--- Available data Enclosed Below ---

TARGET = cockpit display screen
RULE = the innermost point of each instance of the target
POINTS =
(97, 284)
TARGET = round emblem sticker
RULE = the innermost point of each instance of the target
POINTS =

--- End of Enclosed Available data ---

* Your task:
Give back the data above word for word.

* Response to this task:
TARGET = cockpit display screen
RULE = the innermost point of each instance of the target
POINTS =
(97, 284)
TARGET = round emblem sticker
RULE = the innermost point of each instance of the target
POINTS =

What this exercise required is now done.